Poursuivez l'article sur l'arrivée de Shinichiro Ogata à Paris à partir de sa dernière phrase.

**Texte présenté**
****************

Avec Shinichiro Ogata, le Japon à l’état pur s’installe à Paris

Shinichiro Ogata dans sa boutique parisienne, le 17 décembre.
Shinichiro Ogata dans sa boutique parisienne, le 17 décembre. Marion Berrin pour M Le magazine du Monde

Pour entrer dans l’univers de Shinichiro Ogata, il faut d’abord trouver la porte. Ce qui n’est pas chose aisée, tant ce Japonais, restaurateur passionné de thé et designer d’intérieurs et d’objets, a le don de s’effacer derrière ses créations et d’en dissimuler savamment les accès. Une façon de faire typiquement nippone : se laisser découvrir plutôt que se ­donner à voir de manière ostentatoire. D’ailleurs, ce n’est sûrement pas un hasard s’il a choisi l’une des ruelles les plus discrètes et sinueuses de Paris, la rue Debelleyme, dans le haut Marais, pour installer sa première adresse hors de son archipel, inaugurée il y a quelques jours.

****************

**Extraits de données**
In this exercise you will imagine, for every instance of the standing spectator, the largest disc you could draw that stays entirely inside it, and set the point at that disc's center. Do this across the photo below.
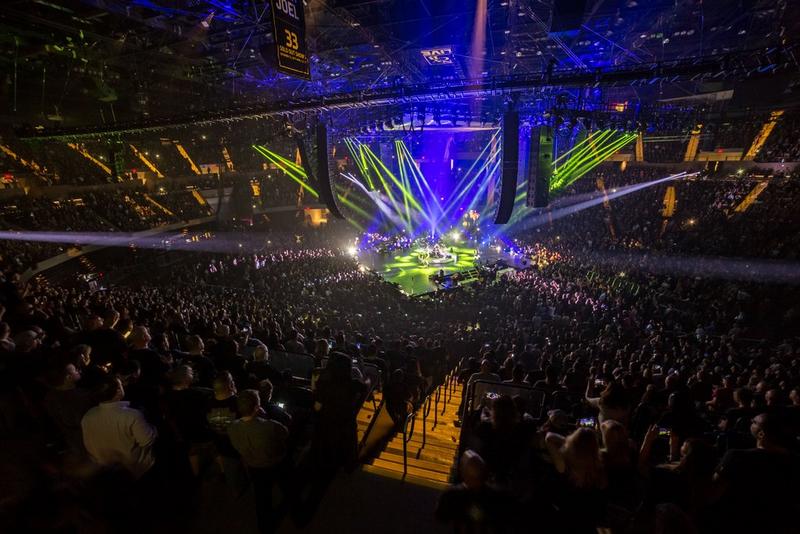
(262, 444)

****************

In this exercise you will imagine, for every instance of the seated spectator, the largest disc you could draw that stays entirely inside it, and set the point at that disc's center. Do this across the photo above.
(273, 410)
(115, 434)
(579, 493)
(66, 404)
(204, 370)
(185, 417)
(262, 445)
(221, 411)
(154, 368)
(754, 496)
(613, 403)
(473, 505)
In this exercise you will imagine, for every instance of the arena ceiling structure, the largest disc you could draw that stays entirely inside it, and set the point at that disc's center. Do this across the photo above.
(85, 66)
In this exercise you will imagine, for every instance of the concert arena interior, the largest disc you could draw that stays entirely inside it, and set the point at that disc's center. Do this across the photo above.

****************

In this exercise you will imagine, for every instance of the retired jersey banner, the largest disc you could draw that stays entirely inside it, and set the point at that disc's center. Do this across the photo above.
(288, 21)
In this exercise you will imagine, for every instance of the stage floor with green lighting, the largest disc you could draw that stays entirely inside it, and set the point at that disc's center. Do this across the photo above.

****************

**Réponse attendue**
Une fois déniché, au détour de la rue Vieille-du-Temple, en retrait des enseignes de mode et de l’activité bourdonnante de ce quartier branché, le lieu se révèle magistral, baignant dans une quiétude faite de contrastes et de ­géométries subtiles, jouant sur les lumières et les ombres, le yin et le yang, les hauteurs et les ­longueurs, les déclinaisons de gris et de bois sombre obtenues par le travail de la pierre brute non polie, des sols en tomettes noires et du plâtre shikkui (chaux et poussière de coquilles d’œufs).

La boutique d’artisanat.
La boutique d’artisanat. Marion Berrin pour M Le magazine du Monde

C’est là, sur quatre niveaux imbriqués les uns dans les autres, dans un ancien hôtel particulier du xviie siècle qui a subi de minutieuses rénovations, que Shinichiro Ogata a souhaité rassembler toutes les facettes de sa vision esthétique, spirituelle et sensitive. Ici, tout en s’imprégnant d’une atmosphère sereine, élégante et pure, signature de l’architecture d’intérieur selon Ogata, on peut déguster des thés, des spiritueux raffinés et des mets japonais salés et sucrés mais aussi admirer et acheter des meubles, des ustensiles et des objets décoratifs d’une folle ­délicatesse.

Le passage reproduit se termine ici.